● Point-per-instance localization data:
·····

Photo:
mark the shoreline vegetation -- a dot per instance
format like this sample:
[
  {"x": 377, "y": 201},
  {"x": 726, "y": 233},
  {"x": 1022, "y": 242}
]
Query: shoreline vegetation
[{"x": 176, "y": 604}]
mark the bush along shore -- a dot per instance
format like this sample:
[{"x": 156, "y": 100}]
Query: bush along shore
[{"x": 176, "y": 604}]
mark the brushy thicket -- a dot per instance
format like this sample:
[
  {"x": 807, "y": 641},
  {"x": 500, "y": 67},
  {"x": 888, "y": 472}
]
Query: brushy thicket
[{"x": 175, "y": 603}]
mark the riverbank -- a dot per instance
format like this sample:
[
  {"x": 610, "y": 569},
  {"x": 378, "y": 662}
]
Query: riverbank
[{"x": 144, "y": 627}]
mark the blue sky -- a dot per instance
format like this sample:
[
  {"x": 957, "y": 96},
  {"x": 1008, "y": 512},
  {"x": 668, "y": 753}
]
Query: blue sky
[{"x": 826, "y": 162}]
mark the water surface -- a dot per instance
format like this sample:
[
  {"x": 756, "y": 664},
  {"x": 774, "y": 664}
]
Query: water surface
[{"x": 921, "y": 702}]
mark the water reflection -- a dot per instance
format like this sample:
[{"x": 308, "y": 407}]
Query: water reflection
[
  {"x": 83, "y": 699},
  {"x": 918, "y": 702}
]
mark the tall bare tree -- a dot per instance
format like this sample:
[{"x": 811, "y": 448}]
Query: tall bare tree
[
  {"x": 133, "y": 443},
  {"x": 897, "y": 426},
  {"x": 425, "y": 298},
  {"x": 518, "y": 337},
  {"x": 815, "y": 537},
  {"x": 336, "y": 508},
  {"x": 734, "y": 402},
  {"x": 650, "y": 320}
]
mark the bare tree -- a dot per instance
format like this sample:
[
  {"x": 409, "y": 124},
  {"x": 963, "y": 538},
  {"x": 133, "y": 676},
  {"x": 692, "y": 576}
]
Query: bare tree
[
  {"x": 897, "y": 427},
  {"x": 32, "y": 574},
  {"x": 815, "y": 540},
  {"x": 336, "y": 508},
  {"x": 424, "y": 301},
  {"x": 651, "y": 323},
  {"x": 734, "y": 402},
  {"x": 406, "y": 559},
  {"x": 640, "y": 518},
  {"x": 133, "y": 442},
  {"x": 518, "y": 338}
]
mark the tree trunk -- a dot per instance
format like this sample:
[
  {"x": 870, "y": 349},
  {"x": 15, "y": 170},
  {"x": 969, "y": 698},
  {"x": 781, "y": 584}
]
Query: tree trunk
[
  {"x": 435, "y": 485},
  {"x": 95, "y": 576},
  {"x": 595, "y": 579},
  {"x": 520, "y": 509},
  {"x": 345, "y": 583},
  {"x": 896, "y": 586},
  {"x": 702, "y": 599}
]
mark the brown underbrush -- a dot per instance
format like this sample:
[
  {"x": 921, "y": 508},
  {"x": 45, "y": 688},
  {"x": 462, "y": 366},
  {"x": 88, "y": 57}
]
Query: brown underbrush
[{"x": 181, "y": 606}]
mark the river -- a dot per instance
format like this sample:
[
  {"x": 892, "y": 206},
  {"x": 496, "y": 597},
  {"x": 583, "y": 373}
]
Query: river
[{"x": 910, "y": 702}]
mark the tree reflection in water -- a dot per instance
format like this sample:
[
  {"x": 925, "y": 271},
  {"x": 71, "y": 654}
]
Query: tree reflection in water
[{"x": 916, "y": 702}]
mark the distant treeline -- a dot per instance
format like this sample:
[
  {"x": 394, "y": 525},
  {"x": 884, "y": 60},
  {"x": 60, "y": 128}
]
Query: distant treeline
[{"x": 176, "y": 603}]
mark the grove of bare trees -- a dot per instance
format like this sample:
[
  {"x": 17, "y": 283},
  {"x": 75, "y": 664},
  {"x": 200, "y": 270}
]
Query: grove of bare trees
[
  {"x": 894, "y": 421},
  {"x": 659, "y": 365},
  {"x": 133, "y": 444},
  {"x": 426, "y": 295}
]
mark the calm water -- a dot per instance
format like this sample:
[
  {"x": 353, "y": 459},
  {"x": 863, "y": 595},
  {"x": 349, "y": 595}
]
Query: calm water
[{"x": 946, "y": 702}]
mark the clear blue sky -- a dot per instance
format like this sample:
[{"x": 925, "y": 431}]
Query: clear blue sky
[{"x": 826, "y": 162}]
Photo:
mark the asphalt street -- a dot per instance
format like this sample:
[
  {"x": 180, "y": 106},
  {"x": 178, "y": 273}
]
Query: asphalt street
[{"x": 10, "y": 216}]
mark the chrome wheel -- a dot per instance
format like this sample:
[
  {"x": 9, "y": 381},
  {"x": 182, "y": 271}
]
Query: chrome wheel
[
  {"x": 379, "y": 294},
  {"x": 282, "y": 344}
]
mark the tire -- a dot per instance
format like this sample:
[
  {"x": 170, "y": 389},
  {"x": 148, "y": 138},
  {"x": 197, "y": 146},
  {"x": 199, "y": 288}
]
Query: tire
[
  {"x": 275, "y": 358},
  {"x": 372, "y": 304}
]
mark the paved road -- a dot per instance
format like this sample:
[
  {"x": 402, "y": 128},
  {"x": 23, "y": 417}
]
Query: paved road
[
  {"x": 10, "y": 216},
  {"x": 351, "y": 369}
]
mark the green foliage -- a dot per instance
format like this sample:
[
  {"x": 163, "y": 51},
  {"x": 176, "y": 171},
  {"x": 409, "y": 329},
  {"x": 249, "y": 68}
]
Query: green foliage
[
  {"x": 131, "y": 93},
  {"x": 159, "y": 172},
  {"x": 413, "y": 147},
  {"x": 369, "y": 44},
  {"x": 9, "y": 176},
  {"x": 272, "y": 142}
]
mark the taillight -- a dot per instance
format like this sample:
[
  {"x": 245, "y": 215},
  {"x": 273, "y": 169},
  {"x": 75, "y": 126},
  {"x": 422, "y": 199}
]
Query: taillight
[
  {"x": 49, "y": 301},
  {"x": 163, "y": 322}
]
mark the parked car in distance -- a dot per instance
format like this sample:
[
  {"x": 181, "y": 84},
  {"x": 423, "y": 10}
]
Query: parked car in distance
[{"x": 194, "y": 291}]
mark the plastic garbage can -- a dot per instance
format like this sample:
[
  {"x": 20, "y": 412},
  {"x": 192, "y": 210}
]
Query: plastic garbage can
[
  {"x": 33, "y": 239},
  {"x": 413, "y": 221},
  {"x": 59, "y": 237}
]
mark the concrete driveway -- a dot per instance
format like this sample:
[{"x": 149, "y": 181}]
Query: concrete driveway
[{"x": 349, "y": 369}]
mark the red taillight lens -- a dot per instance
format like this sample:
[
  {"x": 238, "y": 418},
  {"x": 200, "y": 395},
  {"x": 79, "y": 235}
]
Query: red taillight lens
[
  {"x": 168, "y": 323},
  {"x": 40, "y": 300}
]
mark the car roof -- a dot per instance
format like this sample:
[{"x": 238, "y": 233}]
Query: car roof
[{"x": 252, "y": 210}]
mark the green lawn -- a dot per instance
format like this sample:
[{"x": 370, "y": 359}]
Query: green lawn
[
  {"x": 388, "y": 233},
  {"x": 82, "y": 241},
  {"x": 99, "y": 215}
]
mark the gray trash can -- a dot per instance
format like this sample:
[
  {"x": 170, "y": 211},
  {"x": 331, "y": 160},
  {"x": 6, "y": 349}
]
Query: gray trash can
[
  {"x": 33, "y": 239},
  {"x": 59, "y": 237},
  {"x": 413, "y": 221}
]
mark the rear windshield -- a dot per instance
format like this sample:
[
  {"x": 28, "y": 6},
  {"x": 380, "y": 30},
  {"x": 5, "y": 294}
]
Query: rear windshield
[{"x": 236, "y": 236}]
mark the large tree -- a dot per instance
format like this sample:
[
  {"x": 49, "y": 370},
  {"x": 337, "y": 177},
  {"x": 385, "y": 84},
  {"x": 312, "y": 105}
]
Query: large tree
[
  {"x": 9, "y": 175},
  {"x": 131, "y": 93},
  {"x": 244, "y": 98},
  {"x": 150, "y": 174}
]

·····

● WHAT YOU ARE ASKED TO DO: Set down precisely the lines above between the line holding "Query: parked car in distance" and the line holding "mark the large tree -- a dot per instance", inclusive, and nothing beyond them.

● ANSWER FOR THIS EXERCISE:
Query: parked car in distance
[{"x": 194, "y": 291}]
mark the plastic garbage can -- a dot per instance
format like this sample:
[
  {"x": 20, "y": 412},
  {"x": 192, "y": 210}
]
Query: plastic garbage can
[
  {"x": 33, "y": 239},
  {"x": 413, "y": 221},
  {"x": 59, "y": 237}
]
mark the concrete driveway -- a dot per instance
format like this sample:
[{"x": 149, "y": 181}]
Query: concrete driveway
[{"x": 349, "y": 369}]
mark the red taillight lens -- a dot per instance
format like this sample:
[
  {"x": 238, "y": 418},
  {"x": 200, "y": 395},
  {"x": 79, "y": 235}
]
Query: red taillight lens
[
  {"x": 168, "y": 323},
  {"x": 40, "y": 300}
]
mark the car roof -- a dot per instance
format like this sample:
[{"x": 238, "y": 233}]
Query: car roof
[{"x": 252, "y": 210}]
mark the green lawn -- a dot per instance
format like this sample:
[{"x": 370, "y": 359}]
Query: green lawn
[
  {"x": 388, "y": 233},
  {"x": 82, "y": 241},
  {"x": 99, "y": 215}
]
mark the gray trash can -- a dot per instance
format like this sample:
[
  {"x": 170, "y": 211},
  {"x": 331, "y": 160},
  {"x": 6, "y": 349}
]
Query: gray trash can
[
  {"x": 33, "y": 239},
  {"x": 59, "y": 237},
  {"x": 413, "y": 221}
]
mark the rear windshield -- a dot per instance
format like this sample:
[
  {"x": 28, "y": 6},
  {"x": 380, "y": 30},
  {"x": 5, "y": 294}
]
Query: rear windshield
[{"x": 236, "y": 236}]
mark the large tree -- a dot per instance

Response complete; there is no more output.